[What is being asked]: Return all of the data below verbatim, leaving out any pictures.

-------- Dataset entries

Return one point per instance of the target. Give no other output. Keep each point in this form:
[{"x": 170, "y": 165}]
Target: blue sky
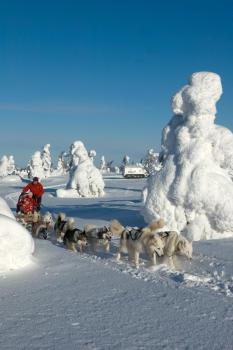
[{"x": 104, "y": 71}]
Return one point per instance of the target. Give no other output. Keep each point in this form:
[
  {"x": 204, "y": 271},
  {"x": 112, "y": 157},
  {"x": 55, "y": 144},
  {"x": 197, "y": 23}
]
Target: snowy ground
[{"x": 65, "y": 300}]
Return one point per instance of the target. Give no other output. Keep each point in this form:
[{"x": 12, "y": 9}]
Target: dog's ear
[{"x": 116, "y": 228}]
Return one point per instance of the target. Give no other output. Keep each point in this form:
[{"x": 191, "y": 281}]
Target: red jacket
[
  {"x": 27, "y": 204},
  {"x": 37, "y": 189}
]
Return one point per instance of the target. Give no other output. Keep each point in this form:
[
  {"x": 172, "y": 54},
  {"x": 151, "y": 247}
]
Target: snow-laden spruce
[
  {"x": 11, "y": 165},
  {"x": 151, "y": 162},
  {"x": 4, "y": 167},
  {"x": 85, "y": 179},
  {"x": 193, "y": 191},
  {"x": 36, "y": 166},
  {"x": 17, "y": 245},
  {"x": 46, "y": 160}
]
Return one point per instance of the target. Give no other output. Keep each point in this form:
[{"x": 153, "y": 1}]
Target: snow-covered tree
[
  {"x": 151, "y": 162},
  {"x": 62, "y": 165},
  {"x": 92, "y": 154},
  {"x": 4, "y": 166},
  {"x": 11, "y": 165},
  {"x": 46, "y": 160},
  {"x": 85, "y": 179},
  {"x": 103, "y": 167},
  {"x": 36, "y": 166},
  {"x": 126, "y": 160},
  {"x": 193, "y": 191}
]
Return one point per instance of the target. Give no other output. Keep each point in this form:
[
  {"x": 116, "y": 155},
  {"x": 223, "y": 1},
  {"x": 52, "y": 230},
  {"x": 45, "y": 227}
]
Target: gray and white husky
[
  {"x": 98, "y": 235},
  {"x": 134, "y": 241}
]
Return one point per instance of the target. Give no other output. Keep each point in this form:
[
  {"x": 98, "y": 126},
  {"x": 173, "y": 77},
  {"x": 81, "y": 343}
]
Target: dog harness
[
  {"x": 74, "y": 235},
  {"x": 99, "y": 233},
  {"x": 164, "y": 234},
  {"x": 132, "y": 233}
]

----------------

[Correct response]:
Return one point per instance of the target. Give no other output. Keep each point in this form:
[{"x": 170, "y": 165}]
Target: blue sky
[{"x": 104, "y": 71}]
Return one point per instance of the target. Give no other output. Keep each point in this form:
[
  {"x": 204, "y": 271},
  {"x": 112, "y": 157},
  {"x": 55, "y": 144},
  {"x": 197, "y": 23}
]
Target: snowy ground
[{"x": 65, "y": 300}]
Return one point per instance of the target. Give no other output. Keep each point in this form:
[{"x": 12, "y": 9}]
Target: dog's ear
[{"x": 116, "y": 228}]
Return one point per instance of the target. Give no other output. Keep each point in this form:
[{"x": 191, "y": 281}]
Target: red jacket
[
  {"x": 27, "y": 204},
  {"x": 37, "y": 189}
]
Return one point per instance of the target. Give no other output. Keep each point in this form:
[
  {"x": 172, "y": 54},
  {"x": 151, "y": 247}
]
Target: snow-laden spruce
[
  {"x": 11, "y": 165},
  {"x": 151, "y": 162},
  {"x": 4, "y": 167},
  {"x": 85, "y": 179},
  {"x": 193, "y": 191},
  {"x": 36, "y": 166},
  {"x": 17, "y": 245},
  {"x": 46, "y": 160}
]
Return one point per instance of the target. Give no other output. Keep each point in this form:
[{"x": 153, "y": 1}]
Target: snow-covered tree
[
  {"x": 151, "y": 162},
  {"x": 62, "y": 165},
  {"x": 92, "y": 154},
  {"x": 4, "y": 166},
  {"x": 11, "y": 165},
  {"x": 46, "y": 160},
  {"x": 85, "y": 179},
  {"x": 103, "y": 167},
  {"x": 36, "y": 166},
  {"x": 126, "y": 160},
  {"x": 193, "y": 191}
]
Return one point per instance of the target. Give no other output. Keep each point in this form:
[
  {"x": 116, "y": 155},
  {"x": 223, "y": 1},
  {"x": 52, "y": 230},
  {"x": 45, "y": 227}
]
Target: gray and white husky
[
  {"x": 98, "y": 235},
  {"x": 134, "y": 241}
]
Return one point per instance of the target. Give no other output. Keep each point in this form:
[
  {"x": 98, "y": 126},
  {"x": 173, "y": 77},
  {"x": 81, "y": 343}
]
Target: dog harness
[
  {"x": 74, "y": 235},
  {"x": 99, "y": 233},
  {"x": 164, "y": 234},
  {"x": 132, "y": 233}
]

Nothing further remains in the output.